▶ _課題_
次の1.〜3.の記述が本文と一致するかを「はい」か「いいえ」で答え、それぞれ判断の根拠となる本文の語句を一字一句変えずに引用してください。
1. 和洋九段女子では、中学1年から高校1年生まで、生徒1人1台タブレットを活用する授業がすべてのクラスで行われている。
2. 全学年が1人1台タブレットの環境になるのは2021年である。
3. 校長先生は、新機軸の発見を準備期間を含めた5年間のPBLへの挑戦の成果だと語っている。

▶ _本文_
____
和洋九段女子中学校・和洋九段女子高等学校(以降「和洋九段女子」と表記)は、21世紀型教育本格実施2年目で、はやくも新機軸を構想することになりました。この新機軸の発見は、準備期間も入れて3年間のPBLへの挑戦の成果でもあると中込校長先生は語ります。
同校の大きな特徴は、中学1年から高校1年生まで、生徒1人1台タブレットを活用するPBL(Problem based Learning)型授業が、すべてのクラスで実施されていることです。2020年には、全学年がこの環境になります。このような環境を教師一丸となって取り組んできたことにより、新機軸は、PBLのトリガークエスチョンを変えるアイデアだけで、飛躍的な学びのパワーを生み出すことになります。
もっとも、このトリガークエスチョンのアップデートこそが新たな難関であることは間違いないのですが、先生方はある大きな覚悟をもってその難関に挑んでいきます。
____
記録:
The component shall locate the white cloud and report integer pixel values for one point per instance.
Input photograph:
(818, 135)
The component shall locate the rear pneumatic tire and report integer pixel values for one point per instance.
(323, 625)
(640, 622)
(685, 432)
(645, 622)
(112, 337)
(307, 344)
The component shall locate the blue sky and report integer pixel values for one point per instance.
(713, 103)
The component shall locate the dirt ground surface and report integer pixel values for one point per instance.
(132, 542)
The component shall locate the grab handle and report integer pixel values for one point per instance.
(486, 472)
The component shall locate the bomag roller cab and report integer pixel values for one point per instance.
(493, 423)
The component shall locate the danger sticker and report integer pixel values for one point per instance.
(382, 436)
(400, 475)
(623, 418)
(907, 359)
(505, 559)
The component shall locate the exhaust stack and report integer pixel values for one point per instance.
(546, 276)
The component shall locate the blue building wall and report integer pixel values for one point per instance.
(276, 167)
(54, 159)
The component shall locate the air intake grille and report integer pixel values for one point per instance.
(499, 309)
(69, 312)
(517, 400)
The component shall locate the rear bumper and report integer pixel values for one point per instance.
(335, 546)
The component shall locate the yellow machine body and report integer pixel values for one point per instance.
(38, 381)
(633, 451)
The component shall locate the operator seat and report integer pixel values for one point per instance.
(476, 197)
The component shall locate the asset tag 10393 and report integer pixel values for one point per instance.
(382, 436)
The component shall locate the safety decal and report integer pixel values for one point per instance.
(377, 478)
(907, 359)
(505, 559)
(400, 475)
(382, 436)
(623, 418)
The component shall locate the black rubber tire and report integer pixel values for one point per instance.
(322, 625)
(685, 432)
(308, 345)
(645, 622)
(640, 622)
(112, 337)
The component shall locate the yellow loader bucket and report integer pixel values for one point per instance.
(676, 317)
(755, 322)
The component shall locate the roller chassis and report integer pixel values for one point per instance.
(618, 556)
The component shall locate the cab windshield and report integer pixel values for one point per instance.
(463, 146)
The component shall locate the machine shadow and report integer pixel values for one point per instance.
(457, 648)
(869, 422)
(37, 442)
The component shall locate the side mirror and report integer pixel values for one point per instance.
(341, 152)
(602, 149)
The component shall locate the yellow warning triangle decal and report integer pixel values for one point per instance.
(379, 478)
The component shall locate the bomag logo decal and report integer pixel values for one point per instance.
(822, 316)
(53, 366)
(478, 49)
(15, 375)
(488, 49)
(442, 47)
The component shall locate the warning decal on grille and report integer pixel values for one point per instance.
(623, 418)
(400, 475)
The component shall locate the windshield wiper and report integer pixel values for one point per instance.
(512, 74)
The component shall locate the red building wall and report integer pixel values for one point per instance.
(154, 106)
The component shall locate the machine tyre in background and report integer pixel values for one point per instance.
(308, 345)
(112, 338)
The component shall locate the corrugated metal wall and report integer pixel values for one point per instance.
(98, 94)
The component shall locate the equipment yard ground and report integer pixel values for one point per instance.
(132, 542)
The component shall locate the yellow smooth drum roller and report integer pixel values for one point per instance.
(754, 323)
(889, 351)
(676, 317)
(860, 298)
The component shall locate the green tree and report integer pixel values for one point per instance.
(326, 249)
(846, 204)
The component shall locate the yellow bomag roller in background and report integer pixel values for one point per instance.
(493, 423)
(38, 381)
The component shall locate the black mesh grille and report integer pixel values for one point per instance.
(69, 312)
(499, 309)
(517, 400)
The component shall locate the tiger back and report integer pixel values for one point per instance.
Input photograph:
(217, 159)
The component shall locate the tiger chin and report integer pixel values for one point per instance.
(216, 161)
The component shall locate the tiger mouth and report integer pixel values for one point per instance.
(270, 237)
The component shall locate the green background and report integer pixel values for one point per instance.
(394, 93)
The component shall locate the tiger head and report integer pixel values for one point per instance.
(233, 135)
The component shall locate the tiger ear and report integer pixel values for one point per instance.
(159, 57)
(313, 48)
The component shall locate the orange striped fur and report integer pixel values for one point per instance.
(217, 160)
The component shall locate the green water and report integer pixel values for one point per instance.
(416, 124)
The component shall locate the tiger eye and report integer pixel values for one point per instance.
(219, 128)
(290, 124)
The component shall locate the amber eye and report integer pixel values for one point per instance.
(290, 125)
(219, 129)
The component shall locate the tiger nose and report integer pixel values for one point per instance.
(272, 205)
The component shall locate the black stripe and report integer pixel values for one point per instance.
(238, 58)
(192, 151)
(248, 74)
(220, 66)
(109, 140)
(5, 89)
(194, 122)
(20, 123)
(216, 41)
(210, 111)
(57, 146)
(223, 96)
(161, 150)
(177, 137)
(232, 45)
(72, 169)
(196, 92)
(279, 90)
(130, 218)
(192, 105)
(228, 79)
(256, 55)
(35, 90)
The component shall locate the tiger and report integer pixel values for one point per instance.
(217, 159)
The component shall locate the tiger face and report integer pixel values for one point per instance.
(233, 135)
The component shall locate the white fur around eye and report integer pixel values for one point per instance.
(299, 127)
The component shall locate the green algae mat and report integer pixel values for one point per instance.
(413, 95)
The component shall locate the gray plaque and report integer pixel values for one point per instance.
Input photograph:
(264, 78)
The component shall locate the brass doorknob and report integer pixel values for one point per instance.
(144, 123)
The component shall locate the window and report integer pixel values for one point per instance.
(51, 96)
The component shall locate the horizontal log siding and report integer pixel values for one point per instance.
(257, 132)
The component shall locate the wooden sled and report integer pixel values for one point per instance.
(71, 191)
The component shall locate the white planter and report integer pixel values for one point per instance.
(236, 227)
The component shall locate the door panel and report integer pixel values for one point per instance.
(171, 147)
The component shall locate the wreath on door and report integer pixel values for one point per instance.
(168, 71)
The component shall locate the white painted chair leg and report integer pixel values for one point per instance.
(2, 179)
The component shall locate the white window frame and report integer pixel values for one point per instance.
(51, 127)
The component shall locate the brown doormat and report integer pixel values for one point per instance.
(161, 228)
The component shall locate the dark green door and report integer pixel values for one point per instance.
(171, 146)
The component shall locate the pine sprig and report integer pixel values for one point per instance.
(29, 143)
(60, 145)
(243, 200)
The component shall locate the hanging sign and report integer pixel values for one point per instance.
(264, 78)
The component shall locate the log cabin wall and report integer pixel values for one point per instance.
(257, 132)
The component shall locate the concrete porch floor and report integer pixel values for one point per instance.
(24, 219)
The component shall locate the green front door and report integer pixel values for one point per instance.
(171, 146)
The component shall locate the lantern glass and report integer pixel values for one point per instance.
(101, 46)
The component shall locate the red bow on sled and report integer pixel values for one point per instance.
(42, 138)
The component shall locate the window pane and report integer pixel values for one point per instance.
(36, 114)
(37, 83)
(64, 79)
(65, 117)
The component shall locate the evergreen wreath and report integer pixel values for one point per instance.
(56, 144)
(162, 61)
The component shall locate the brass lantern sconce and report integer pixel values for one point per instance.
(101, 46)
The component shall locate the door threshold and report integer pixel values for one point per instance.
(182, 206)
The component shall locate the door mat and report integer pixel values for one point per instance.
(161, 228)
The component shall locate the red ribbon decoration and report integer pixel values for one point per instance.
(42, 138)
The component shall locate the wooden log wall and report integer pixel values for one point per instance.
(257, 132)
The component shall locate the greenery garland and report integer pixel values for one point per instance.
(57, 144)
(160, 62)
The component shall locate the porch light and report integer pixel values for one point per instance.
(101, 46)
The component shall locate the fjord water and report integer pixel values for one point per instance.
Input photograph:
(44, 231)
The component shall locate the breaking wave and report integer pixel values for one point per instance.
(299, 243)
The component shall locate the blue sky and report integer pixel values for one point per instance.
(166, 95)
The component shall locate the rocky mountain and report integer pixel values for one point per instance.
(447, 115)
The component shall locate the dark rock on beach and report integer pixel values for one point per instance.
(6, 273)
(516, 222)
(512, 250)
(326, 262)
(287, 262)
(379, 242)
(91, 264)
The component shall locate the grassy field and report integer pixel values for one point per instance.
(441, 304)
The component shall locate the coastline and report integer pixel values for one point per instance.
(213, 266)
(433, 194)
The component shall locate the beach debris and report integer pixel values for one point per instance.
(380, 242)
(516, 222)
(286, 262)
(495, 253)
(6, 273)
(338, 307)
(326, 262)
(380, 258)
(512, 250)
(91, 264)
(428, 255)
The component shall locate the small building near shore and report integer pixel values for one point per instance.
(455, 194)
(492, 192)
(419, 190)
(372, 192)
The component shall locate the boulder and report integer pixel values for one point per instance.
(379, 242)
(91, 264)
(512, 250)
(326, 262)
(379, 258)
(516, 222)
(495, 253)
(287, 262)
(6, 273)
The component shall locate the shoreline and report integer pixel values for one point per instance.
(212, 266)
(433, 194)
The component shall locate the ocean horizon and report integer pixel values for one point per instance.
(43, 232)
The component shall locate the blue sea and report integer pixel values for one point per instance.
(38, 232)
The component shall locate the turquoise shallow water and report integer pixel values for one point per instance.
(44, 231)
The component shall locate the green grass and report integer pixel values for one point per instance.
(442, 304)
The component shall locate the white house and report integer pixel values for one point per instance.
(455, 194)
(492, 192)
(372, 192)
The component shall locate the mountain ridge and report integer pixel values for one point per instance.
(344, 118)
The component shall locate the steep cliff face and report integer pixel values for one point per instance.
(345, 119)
____
▶ _解答_
1. はい。「中学1年から高校1年生まで、生徒1人1台タブレットを活用するPBL(Problem based Learning)型授業が、すべてのクラスで実施されていること」
2. いいえ。「2020年には、全学年がこの環境になります。」
3. いいえ。「準備期間も入れて3年間のPBLへの挑戦の成果でもあると中込校長先生は語ります。」